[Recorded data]
##########
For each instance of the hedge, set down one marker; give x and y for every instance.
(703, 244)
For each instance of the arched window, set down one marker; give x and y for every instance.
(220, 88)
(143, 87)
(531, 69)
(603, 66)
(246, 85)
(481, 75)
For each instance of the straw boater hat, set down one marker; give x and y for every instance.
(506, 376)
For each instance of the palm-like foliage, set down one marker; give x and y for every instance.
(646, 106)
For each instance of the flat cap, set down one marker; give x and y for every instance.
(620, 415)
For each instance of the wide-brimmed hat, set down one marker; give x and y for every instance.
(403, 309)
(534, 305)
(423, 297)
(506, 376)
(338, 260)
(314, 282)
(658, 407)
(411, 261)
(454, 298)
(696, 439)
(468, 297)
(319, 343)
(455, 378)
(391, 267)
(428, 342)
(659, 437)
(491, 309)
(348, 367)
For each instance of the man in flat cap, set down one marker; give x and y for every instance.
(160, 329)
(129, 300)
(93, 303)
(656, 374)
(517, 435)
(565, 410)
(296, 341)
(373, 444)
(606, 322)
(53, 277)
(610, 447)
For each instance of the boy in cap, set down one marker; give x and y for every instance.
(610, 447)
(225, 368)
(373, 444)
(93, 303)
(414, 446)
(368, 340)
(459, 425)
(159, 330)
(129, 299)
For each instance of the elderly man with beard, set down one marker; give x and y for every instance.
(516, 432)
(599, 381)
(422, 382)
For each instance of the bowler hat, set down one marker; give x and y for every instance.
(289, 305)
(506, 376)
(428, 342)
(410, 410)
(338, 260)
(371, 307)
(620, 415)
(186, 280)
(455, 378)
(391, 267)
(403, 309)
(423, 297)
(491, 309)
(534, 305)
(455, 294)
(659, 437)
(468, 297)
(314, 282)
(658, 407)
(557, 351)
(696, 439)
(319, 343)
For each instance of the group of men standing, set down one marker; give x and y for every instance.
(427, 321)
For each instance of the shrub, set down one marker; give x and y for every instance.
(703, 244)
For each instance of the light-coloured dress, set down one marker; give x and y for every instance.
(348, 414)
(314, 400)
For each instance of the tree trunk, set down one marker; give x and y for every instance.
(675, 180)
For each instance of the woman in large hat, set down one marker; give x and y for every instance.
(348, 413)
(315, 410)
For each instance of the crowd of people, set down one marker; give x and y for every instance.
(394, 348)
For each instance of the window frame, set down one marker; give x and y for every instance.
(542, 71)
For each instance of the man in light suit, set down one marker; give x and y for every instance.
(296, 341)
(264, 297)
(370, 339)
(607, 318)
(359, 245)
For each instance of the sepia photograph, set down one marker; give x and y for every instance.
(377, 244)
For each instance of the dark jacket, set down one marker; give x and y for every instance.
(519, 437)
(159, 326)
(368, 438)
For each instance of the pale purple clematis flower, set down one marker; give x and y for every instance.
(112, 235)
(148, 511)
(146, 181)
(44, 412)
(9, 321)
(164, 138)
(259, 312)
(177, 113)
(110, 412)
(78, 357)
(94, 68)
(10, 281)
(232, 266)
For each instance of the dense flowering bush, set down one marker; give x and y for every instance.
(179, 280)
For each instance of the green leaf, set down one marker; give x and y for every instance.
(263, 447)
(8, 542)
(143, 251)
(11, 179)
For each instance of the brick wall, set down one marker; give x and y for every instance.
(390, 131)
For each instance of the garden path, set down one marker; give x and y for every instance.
##########
Rewrite the rows above as a numbered list, beginning with the line that contains "For each instance of the green" and continuing through the final row, with any blank lines omitted.

**Written response**.
1. For each instance of the green leaf, set down one marker; give x and y for every instance.
2. (263, 447)
3. (8, 542)
4. (143, 251)
5. (11, 179)
6. For each instance of the brick wall, set down one marker; give x and y for every instance.
7. (390, 131)
8. For each instance of the garden path, set down one marker; give x and y for every instance.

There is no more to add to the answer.